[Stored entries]
+---+

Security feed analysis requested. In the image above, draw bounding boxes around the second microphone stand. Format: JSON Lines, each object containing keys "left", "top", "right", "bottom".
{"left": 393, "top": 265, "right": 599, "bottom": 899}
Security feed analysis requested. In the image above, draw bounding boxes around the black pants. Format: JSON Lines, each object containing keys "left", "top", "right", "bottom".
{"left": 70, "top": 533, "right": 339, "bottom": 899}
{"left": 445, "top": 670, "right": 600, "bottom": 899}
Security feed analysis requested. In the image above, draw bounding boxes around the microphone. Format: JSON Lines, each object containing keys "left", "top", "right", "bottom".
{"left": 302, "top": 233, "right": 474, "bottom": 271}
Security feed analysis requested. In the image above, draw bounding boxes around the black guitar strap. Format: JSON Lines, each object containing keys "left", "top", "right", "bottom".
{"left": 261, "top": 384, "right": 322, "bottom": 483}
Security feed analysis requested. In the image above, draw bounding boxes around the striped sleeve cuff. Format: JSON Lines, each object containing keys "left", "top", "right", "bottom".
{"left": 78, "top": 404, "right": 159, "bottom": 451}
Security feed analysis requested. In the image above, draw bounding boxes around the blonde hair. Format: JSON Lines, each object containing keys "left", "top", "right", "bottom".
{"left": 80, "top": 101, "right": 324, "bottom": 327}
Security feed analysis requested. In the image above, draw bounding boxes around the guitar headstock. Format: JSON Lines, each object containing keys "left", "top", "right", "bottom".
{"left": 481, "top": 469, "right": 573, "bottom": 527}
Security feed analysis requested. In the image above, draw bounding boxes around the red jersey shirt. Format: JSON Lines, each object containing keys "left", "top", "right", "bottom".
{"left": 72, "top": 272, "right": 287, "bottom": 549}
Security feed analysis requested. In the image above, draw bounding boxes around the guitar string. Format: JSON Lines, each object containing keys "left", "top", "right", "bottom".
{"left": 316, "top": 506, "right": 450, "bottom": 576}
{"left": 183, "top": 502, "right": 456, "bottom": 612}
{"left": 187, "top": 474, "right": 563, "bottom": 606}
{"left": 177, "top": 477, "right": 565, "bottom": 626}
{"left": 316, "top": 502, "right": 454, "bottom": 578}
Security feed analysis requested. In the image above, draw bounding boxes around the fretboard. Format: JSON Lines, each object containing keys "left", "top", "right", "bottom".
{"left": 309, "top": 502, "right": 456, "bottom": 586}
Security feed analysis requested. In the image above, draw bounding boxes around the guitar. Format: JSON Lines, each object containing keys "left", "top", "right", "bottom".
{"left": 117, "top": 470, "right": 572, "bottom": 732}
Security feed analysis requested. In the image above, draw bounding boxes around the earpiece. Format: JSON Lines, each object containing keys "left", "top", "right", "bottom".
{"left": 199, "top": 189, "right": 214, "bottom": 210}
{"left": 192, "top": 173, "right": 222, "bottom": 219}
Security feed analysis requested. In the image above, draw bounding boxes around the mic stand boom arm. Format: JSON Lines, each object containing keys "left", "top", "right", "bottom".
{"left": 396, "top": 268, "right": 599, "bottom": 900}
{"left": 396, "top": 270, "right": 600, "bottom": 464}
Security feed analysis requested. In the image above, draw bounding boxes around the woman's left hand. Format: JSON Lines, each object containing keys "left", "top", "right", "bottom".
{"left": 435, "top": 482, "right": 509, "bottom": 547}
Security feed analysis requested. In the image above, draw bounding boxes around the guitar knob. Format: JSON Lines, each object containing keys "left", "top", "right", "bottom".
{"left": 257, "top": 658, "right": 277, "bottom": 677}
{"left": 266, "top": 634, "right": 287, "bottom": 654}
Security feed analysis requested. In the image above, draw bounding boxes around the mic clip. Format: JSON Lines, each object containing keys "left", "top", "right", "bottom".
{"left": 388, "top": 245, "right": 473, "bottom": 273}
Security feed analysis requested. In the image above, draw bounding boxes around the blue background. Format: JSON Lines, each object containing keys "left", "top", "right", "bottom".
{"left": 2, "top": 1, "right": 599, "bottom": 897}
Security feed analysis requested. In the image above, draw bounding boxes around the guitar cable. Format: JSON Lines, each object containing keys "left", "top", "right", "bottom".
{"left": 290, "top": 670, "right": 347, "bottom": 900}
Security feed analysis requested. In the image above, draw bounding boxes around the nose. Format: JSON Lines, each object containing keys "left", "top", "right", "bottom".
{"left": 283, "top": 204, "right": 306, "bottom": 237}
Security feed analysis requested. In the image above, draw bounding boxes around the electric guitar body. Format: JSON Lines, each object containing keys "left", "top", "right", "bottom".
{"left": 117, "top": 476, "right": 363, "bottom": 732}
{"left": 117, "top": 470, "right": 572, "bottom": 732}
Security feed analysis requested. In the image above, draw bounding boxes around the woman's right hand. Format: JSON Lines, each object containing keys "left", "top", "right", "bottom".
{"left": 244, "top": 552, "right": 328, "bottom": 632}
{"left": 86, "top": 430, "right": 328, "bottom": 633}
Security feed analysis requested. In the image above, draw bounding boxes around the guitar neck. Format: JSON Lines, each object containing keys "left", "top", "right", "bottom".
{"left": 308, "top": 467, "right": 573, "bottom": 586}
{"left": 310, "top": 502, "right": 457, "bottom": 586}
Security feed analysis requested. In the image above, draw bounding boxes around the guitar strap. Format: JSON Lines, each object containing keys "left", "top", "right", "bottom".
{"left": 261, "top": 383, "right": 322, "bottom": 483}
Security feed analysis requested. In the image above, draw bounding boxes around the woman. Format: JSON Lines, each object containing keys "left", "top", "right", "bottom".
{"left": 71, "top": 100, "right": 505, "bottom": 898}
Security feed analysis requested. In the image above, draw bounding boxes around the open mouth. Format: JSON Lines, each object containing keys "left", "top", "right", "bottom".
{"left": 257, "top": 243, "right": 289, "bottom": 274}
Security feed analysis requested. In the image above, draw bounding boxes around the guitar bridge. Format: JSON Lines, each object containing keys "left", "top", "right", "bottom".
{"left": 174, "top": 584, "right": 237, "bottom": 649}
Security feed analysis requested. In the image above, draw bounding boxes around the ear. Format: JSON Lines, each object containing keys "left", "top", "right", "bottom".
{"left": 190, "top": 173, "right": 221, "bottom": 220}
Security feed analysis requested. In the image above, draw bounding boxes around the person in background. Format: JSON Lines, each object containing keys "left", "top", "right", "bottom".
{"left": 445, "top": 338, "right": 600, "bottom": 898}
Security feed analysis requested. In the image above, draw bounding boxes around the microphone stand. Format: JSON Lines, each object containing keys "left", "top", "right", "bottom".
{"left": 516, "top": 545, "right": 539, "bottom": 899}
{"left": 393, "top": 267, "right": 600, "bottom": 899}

+---+

WHAT YOU SHOULD DO:
Print out the records exactly as they were entered.

RESULT FOR THIS EXERCISE:
Security feed analysis requested. In the image above, draw bounding boxes around the second microphone stand. Format: JSON Lines, each object containing keys "left", "top", "right", "bottom".
{"left": 393, "top": 265, "right": 599, "bottom": 899}
Security feed analysis requested. In the image above, draw bounding boxes around the black pants. Format: JSON Lines, each object containing keys "left", "top", "right", "bottom".
{"left": 70, "top": 533, "right": 339, "bottom": 899}
{"left": 445, "top": 670, "right": 600, "bottom": 899}
Security feed analysis requested. In the image above, draw bounding boxes around the microphone. Format: JSON Lines, each object containing keys "left", "top", "right", "bottom".
{"left": 302, "top": 233, "right": 474, "bottom": 271}
Security feed analysis requested. In the image above, draw bounding boxes around the black guitar strap. Format: JSON Lines, each object containing keys "left", "top", "right", "bottom".
{"left": 261, "top": 384, "right": 322, "bottom": 483}
Security feed analysis requested. In the image above, draw bounding boxes around the striped sleeve cuff. Format: JSON Lines, each object containing keys "left", "top", "right", "bottom".
{"left": 78, "top": 404, "right": 159, "bottom": 451}
Security feed analysis requested. In the image above, draw bounding boxes around the blonde hair. Format: JSON Lines, each object containing keys "left", "top", "right", "bottom".
{"left": 80, "top": 101, "right": 324, "bottom": 327}
Security feed analysis requested. In the image above, draw bounding boxes around the guitar headstock. Format: JSON Lines, each object containing keys "left", "top", "right", "bottom".
{"left": 481, "top": 469, "right": 573, "bottom": 527}
Security feed analysis requested. In the image above, draw bounding boxes around the red jersey shirt. Format: JSON Lines, each object containing keys "left", "top", "right", "bottom".
{"left": 72, "top": 272, "right": 287, "bottom": 549}
Security feed analysis requested. In the image above, draw bounding boxes around the guitar string. Format: JSON Lines, each object containing keys "left", "top", "right", "bottom".
{"left": 316, "top": 506, "right": 450, "bottom": 576}
{"left": 183, "top": 502, "right": 456, "bottom": 612}
{"left": 187, "top": 474, "right": 563, "bottom": 606}
{"left": 177, "top": 477, "right": 565, "bottom": 626}
{"left": 316, "top": 502, "right": 454, "bottom": 578}
Security feed analysis requested. In the image above, draw bounding boxes around the fretboard. Format: JSON Lines, each object containing keys "left", "top", "right", "bottom".
{"left": 309, "top": 502, "right": 456, "bottom": 586}
Security feed analysis requested. In the image above, draw bounding boxes around the guitar. Format: JSON Lines, each object containing keys "left", "top", "right", "bottom".
{"left": 117, "top": 470, "right": 572, "bottom": 732}
Security feed analysis requested. In the image above, draw bounding boxes around the earpiece. Format: JSON Lines, each object containing keys "left", "top", "right", "bottom".
{"left": 199, "top": 189, "right": 214, "bottom": 210}
{"left": 192, "top": 173, "right": 222, "bottom": 219}
Security feed analysis requested. In the image above, draw bounding boxes around the mic stand boom arm. Format: JSON Lines, each object containing keys "left", "top", "right", "bottom".
{"left": 396, "top": 268, "right": 599, "bottom": 900}
{"left": 396, "top": 270, "right": 600, "bottom": 464}
Security feed analysis requested. In the image above, draw bounding boxes around the woman's left hand. Format: JSON Lines, each object containing keys "left", "top", "right", "bottom".
{"left": 435, "top": 482, "right": 509, "bottom": 547}
Security feed analysis requested. In the image above, draw bounding boxes around the guitar knob. Format: JSON Lines, each object containing keys "left", "top", "right", "bottom".
{"left": 257, "top": 658, "right": 277, "bottom": 677}
{"left": 266, "top": 634, "right": 287, "bottom": 654}
Security feed analysis requested. In the image above, draw bounding boxes around the mic clip. Format: JSON Lines, each object containing keys "left", "top", "right", "bottom".
{"left": 388, "top": 245, "right": 473, "bottom": 273}
Security feed analysis requested. In the image above, draw bounding boxes around the blue background. Format: JSON Lines, each object containing keys "left", "top", "right", "bottom".
{"left": 2, "top": 1, "right": 599, "bottom": 897}
Security feed analysis requested. In the image above, draw bounding boxes around the guitar cable. Format: JSON Lines, each object containing keys "left", "top", "right", "bottom".
{"left": 290, "top": 670, "right": 347, "bottom": 900}
Security feed analysis requested. In the image above, draw bounding boxes around the nose. Format: JSON Lines, each object containing keys "left", "top", "right", "bottom".
{"left": 283, "top": 204, "right": 306, "bottom": 237}
Security feed analysis requested. In the image above, draw bounding boxes around the electric guitar body. Format: JSON Lines, each object containing keys "left", "top", "right", "bottom".
{"left": 117, "top": 476, "right": 363, "bottom": 732}
{"left": 117, "top": 470, "right": 572, "bottom": 732}
Security feed analysis requested. In the image above, draw bounding boxes around the woman's right hand. Format: JSON Lines, each object containing keys "left", "top", "right", "bottom".
{"left": 244, "top": 552, "right": 328, "bottom": 632}
{"left": 86, "top": 430, "right": 328, "bottom": 633}
Security feed analysis requested. In the image above, draw bounding boxes around the guitar neck. Format: JSON Lines, each object containing keys "left", "top", "right", "bottom".
{"left": 308, "top": 467, "right": 573, "bottom": 586}
{"left": 310, "top": 502, "right": 457, "bottom": 586}
Security feed analysis requested. In the image above, draw bounding boxes around the guitar strap. Format: JSON Lines, each object containing keys "left", "top", "right", "bottom".
{"left": 261, "top": 383, "right": 322, "bottom": 483}
Security feed analysis requested. In the image above, draw bounding boxes around the woman. Format: JSON Lines, each object containing keys "left", "top", "right", "bottom".
{"left": 71, "top": 100, "right": 505, "bottom": 898}
Security feed analysis requested. In the image above, draw bounding boxes around the open mouth. Format: JSON Lines, each object containing keys "left", "top", "right", "bottom".
{"left": 257, "top": 243, "right": 289, "bottom": 274}
Security feed analysis requested. In the image above, draw bounding boxes around the guitar bridge. Format: JSON Lines, each object containing keys "left", "top", "right", "bottom".
{"left": 174, "top": 584, "right": 237, "bottom": 649}
Security feed analysis requested. In the image above, draw bounding boxes around the ear. Format: JSON Lines, each object containing keys "left", "top", "right", "bottom".
{"left": 190, "top": 173, "right": 221, "bottom": 220}
Security feed analysis requested. In the image above, draw bounding boxes around the person in background. Format: JSON Lines, each object containing keys "left", "top", "right", "bottom".
{"left": 445, "top": 338, "right": 600, "bottom": 898}
Security feed analysis requested. In the image above, draw bounding boxes around the microphone stand. Format: JSON Lines, each object containing keys "left", "top", "right", "bottom".
{"left": 516, "top": 545, "right": 539, "bottom": 899}
{"left": 393, "top": 267, "right": 600, "bottom": 899}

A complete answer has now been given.